### Requirement
Decide whether each statement agrees with the passage on early gas engines below. Answer yes or no for each and quote the deciding words of the passage. 1. In the Stockport engine, the compression cylinder sits in front of the motive cylinder. 2. Each cylinder of the Stockport engine has its own sliding valve. 3. The exhaust valve opens after the piston reaches the end of its stroke.

Fig. 5.—Plan of Dugald-Clerk Engine.

Owing to the fact that this motor was not as efficient as those of the Otto type it never became a commercial success, and it is doubtful if any are working at the present date.

Early Stockport gas engine.—The working of this motor affords a good example of British ingenuity. The compression cylinder is situated behind the motive cylinder, being a prolongation of it on the same axis; the two are firmly bolted together end on. The active piston is in front and connected to the crank, drawing behind it the piston of the compression chamber. Each cylinder has a separate sliding valve. The rear cylinder having aspirated and compressed a volume of the explosive gases, they are passed into the motive cylinder through a sliding valve which also serves to ignite them. The waste gas escapes into the air by a special valve. The aspiration and compression take place in the auxiliary cylinder once in every revolution of the crank, and besides, the motive piston also compresses the gases a trifle before the explosion takes place. The exhaust valve is made to open slightly before the piston reaches the end of its stroke. The motor was rather inefficient, and since its appearance a new type has been brought out with an Otto cycle which we will describe later on.

### Information given
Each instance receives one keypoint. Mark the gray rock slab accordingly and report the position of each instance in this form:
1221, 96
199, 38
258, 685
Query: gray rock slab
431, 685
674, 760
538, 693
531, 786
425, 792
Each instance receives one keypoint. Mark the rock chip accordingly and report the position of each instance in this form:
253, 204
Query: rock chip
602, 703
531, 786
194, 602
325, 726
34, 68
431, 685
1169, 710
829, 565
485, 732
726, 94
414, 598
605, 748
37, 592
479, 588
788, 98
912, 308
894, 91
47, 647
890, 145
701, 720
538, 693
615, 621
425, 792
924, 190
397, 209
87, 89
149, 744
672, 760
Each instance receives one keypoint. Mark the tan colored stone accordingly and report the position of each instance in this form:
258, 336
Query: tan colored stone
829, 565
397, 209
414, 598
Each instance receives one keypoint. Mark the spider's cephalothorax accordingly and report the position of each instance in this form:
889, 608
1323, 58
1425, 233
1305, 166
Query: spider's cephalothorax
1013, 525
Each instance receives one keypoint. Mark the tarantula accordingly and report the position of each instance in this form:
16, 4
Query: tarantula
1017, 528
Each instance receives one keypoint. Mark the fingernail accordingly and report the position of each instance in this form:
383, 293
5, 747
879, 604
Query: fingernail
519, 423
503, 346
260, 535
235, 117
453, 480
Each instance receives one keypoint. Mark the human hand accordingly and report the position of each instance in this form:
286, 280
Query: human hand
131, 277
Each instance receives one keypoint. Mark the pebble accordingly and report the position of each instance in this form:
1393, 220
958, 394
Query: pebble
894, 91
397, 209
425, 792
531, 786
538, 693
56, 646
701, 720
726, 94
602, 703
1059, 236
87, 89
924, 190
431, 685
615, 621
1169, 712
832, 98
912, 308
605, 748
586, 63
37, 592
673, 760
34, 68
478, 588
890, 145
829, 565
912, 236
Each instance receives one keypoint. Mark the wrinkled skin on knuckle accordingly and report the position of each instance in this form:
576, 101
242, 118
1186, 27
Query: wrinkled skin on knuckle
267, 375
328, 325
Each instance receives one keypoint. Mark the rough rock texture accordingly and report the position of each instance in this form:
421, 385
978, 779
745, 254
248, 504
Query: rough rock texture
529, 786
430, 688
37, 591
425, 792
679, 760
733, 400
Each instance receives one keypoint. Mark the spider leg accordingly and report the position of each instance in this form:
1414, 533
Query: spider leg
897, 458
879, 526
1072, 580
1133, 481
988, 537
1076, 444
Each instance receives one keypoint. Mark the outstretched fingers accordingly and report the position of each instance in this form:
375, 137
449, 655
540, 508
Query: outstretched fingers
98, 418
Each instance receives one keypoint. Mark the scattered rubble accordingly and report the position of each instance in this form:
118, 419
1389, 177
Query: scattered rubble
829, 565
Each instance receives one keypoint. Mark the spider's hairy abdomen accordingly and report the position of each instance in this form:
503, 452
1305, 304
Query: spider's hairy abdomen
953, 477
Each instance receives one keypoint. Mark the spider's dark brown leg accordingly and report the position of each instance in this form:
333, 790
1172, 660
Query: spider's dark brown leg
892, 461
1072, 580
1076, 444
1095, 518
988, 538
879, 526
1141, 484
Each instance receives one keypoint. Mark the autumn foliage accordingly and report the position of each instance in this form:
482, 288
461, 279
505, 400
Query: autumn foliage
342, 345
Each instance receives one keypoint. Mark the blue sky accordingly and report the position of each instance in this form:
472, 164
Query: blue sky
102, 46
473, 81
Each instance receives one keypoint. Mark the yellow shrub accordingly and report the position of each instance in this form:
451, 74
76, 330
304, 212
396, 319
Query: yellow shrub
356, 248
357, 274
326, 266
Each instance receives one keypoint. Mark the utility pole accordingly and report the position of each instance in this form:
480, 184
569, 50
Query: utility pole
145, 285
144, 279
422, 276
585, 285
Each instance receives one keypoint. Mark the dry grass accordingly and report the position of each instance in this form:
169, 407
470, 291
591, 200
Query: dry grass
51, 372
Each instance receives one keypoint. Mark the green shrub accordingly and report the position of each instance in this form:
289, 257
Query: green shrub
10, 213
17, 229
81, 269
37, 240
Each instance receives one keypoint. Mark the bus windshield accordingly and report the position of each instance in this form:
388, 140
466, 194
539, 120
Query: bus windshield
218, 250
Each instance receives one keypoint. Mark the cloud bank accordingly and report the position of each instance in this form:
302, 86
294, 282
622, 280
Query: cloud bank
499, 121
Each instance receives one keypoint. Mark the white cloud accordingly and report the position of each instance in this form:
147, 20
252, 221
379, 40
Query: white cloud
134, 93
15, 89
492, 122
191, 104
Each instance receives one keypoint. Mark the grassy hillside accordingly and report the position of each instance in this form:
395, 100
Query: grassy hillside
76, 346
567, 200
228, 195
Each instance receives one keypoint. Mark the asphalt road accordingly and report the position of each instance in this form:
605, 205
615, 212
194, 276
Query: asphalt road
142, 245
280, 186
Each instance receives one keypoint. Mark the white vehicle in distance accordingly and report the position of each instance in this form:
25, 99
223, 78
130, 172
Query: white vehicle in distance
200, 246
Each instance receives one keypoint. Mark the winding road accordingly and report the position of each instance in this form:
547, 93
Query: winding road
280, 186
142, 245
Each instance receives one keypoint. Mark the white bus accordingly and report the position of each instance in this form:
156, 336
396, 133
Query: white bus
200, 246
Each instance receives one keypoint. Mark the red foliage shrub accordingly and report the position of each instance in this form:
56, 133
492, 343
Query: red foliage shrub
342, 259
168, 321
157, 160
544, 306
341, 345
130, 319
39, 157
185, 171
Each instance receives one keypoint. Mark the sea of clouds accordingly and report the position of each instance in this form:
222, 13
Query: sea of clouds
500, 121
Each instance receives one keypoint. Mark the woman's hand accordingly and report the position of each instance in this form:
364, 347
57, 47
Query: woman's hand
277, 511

### Answer to the problem
1. No: "The compression cylinder is situated behind the motive cylinder"
2. Yes: "Each cylinder has a separate sliding valve."
3. No: "The exhaust valve is made to open slightly before the piston reaches the end of its stroke."